Send back all the data below, exactly as given.

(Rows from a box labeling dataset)
^^^^
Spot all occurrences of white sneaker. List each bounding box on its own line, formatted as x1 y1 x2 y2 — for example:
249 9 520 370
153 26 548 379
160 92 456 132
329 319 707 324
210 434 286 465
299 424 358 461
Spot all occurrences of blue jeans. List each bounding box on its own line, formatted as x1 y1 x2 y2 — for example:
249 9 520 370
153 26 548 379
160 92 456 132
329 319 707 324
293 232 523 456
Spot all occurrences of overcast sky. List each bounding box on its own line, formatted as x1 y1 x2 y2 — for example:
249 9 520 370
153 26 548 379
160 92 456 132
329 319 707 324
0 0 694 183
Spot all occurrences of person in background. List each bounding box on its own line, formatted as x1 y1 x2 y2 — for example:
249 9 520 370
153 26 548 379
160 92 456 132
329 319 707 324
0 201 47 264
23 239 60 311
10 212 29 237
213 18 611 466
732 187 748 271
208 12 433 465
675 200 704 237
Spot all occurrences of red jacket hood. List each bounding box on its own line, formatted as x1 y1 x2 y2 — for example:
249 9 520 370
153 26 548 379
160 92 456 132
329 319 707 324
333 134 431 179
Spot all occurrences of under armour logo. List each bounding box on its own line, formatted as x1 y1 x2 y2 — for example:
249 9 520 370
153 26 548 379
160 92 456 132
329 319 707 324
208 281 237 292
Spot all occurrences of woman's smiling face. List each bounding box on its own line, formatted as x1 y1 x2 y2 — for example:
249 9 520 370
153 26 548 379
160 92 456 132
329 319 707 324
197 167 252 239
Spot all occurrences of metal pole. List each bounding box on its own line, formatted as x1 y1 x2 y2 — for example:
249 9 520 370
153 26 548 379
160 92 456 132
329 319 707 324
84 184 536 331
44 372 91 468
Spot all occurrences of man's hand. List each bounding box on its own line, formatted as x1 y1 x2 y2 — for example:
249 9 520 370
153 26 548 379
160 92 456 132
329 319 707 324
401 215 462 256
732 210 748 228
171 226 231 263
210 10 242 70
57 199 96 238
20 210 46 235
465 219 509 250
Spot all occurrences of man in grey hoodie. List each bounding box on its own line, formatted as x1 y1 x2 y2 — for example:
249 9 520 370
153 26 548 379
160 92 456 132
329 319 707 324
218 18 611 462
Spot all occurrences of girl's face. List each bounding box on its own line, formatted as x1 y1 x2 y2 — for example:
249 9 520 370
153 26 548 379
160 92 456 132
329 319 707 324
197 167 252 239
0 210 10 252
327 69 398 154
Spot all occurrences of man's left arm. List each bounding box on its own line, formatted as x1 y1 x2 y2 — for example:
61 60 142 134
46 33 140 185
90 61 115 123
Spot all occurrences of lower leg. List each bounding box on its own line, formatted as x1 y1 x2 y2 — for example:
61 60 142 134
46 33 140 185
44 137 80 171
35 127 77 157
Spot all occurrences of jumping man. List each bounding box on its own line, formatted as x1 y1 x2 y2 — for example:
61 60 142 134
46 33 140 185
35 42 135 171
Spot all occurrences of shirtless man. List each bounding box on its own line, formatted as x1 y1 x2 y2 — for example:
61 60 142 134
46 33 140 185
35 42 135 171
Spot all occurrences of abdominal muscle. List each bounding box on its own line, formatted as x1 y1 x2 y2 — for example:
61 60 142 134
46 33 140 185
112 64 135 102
^^^^
### FINAL RESULT
Spot all occurrences of white sneaker. List each bounding box on its own line, formatted as x1 y1 x2 y2 — for example:
249 9 520 370
153 26 548 379
160 92 456 132
329 319 707 324
210 434 286 465
299 424 358 461
Spot all occurrences of blue jeans. List each bounding box on its own line, formatted as x1 y1 x2 y2 — for example:
249 9 520 370
153 26 548 379
160 92 456 132
329 319 707 324
293 232 523 456
Spot all occurrences of overcast sky. List each bounding box on its own line, formatted as x1 y1 x2 y2 — for example:
249 9 520 370
153 26 548 379
160 92 456 132
329 319 707 324
0 0 694 183
Spot all occurrences of person in background. List each bounding box on its own line, formatted as x1 y1 x2 y2 — for example:
249 9 520 370
153 26 548 379
160 92 456 132
329 319 707 324
0 201 47 264
23 239 60 311
10 212 29 237
213 18 611 466
732 187 748 271
208 12 433 465
675 200 704 237
Spot all occurrences of red jacket hood. List each bounding box on its own line, formatted as x1 y1 x2 y2 — for example:
249 9 520 370
153 26 548 379
160 92 456 132
329 319 707 324
333 134 431 179
Spot all occurrences of under armour logo. List each bounding box on its own line, formatted as x1 y1 x2 y2 — for example:
249 9 520 370
153 26 548 379
160 92 456 132
329 319 707 324
208 281 237 292
Spot all occurrences of woman's smiling face. List each bounding box on its own line, formatted as x1 y1 x2 y2 — for example:
249 9 520 370
153 26 548 379
160 92 456 132
329 319 707 324
197 167 252 239
Spot all occurrences of metal pole. List each bounding box on its own line, formatted as x1 y1 x2 y2 — for example:
249 9 520 370
153 26 548 379
160 92 456 132
329 319 707 324
84 184 536 331
44 372 91 468
Spot all occurrences of man's hand. List each bounding box on its own line, formatted as x1 y1 x2 y2 — for example:
249 9 520 370
153 26 548 379
160 92 456 132
329 319 707 324
401 215 462 256
732 210 748 228
171 226 231 263
210 10 242 70
57 199 96 238
20 210 46 235
465 219 509 250
Spot all occurrences of man in grey hoodie. List each bounding box on its own line, formatted as x1 y1 x2 y2 — for example:
249 9 520 370
153 26 548 379
160 92 456 132
329 319 707 324
218 18 611 462
Spot all occurrences of girl's face. List each bounding box on its own line, formatted as x1 y1 x2 y2 — for example:
249 9 520 370
153 26 548 379
160 92 456 132
329 319 707 324
197 167 252 239
0 210 10 252
327 69 398 154
Spot all occurrences of man's left arm. List each bounding box on its own line, formatted as x1 y1 x2 y2 — for example:
61 60 142 134
46 33 140 185
90 61 115 123
Spot all occurrences of lower leg. List each bounding box on its own line, formatted as x1 y1 x2 y2 — for example:
61 60 142 134
46 33 140 185
44 137 80 171
35 127 77 157
Spot all occurrences of jumping man. List each bounding box on its own line, formatted as x1 y1 x2 y2 — for example:
61 60 142 134
46 33 140 185
35 42 135 171
Spot all occurrences of shirtless man. List each bounding box on its own line, formatted as x1 y1 x2 y2 — for example:
61 60 142 134
46 33 140 185
35 42 135 171
Spot all occurrences of abdominal muscle. List each bounding box on its own line, formatted as x1 y1 x2 y2 — for example:
61 60 142 134
46 33 140 185
112 64 135 102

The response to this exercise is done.